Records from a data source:
[Start of Attachment]
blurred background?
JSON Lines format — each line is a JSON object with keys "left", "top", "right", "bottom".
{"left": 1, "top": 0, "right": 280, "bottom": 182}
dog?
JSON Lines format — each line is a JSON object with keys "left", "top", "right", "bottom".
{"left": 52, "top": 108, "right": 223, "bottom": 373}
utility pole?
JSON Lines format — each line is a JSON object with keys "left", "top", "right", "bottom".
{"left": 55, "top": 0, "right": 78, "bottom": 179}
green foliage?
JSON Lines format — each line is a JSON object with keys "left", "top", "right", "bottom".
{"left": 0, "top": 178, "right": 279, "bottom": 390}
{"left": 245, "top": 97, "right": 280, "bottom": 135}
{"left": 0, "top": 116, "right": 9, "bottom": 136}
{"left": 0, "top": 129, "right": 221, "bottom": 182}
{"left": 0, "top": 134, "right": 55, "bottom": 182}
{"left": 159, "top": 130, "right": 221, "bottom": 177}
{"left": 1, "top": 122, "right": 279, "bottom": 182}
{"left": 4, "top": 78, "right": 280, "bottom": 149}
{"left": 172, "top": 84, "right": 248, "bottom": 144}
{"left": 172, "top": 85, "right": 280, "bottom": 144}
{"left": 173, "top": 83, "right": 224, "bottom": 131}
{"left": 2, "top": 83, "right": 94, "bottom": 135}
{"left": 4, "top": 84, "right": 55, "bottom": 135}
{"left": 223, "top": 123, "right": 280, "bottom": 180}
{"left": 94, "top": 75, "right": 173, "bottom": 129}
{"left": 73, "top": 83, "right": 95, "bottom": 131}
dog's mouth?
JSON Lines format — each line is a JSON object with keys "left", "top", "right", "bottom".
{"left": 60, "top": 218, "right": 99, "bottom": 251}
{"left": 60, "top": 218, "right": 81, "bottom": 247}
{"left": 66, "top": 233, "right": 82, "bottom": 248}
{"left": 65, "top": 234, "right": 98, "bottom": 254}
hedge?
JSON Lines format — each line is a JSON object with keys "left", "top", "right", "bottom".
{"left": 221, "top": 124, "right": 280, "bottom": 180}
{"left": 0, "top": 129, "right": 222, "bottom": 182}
[End of Attachment]
* **To do**
Retype all the records, matching them exactly.

* **Task response**
blurred background?
JSON Lines format — each line is a JSON object with keys "left", "top", "right", "bottom".
{"left": 1, "top": 0, "right": 280, "bottom": 182}
dog?
JSON Lines format — each line is a JSON object with keys "left", "top", "right", "bottom".
{"left": 52, "top": 108, "right": 223, "bottom": 373}
utility pole?
JSON Lines format — each line is a JSON object with keys "left", "top", "right", "bottom".
{"left": 55, "top": 0, "right": 78, "bottom": 179}
green foliage?
JSON Lines format — each line is a JSON object with keys "left", "top", "right", "bottom".
{"left": 0, "top": 178, "right": 279, "bottom": 390}
{"left": 245, "top": 97, "right": 280, "bottom": 135}
{"left": 0, "top": 116, "right": 9, "bottom": 136}
{"left": 0, "top": 129, "right": 221, "bottom": 182}
{"left": 0, "top": 134, "right": 55, "bottom": 182}
{"left": 159, "top": 130, "right": 221, "bottom": 177}
{"left": 1, "top": 122, "right": 279, "bottom": 182}
{"left": 4, "top": 78, "right": 280, "bottom": 149}
{"left": 172, "top": 84, "right": 248, "bottom": 144}
{"left": 172, "top": 85, "right": 280, "bottom": 144}
{"left": 173, "top": 83, "right": 224, "bottom": 131}
{"left": 2, "top": 83, "right": 94, "bottom": 135}
{"left": 4, "top": 84, "right": 55, "bottom": 135}
{"left": 223, "top": 123, "right": 280, "bottom": 180}
{"left": 94, "top": 75, "right": 173, "bottom": 129}
{"left": 73, "top": 83, "right": 95, "bottom": 131}
dog's mouth?
JSON Lines format — each line is a JSON object with keys "left", "top", "right", "bottom".
{"left": 60, "top": 218, "right": 99, "bottom": 251}
{"left": 60, "top": 218, "right": 81, "bottom": 247}
{"left": 66, "top": 233, "right": 82, "bottom": 248}
{"left": 65, "top": 234, "right": 98, "bottom": 254}
hedge?
JSON Lines format — each line is a JSON object with keys "left", "top", "right", "bottom".
{"left": 221, "top": 124, "right": 280, "bottom": 180}
{"left": 0, "top": 129, "right": 222, "bottom": 182}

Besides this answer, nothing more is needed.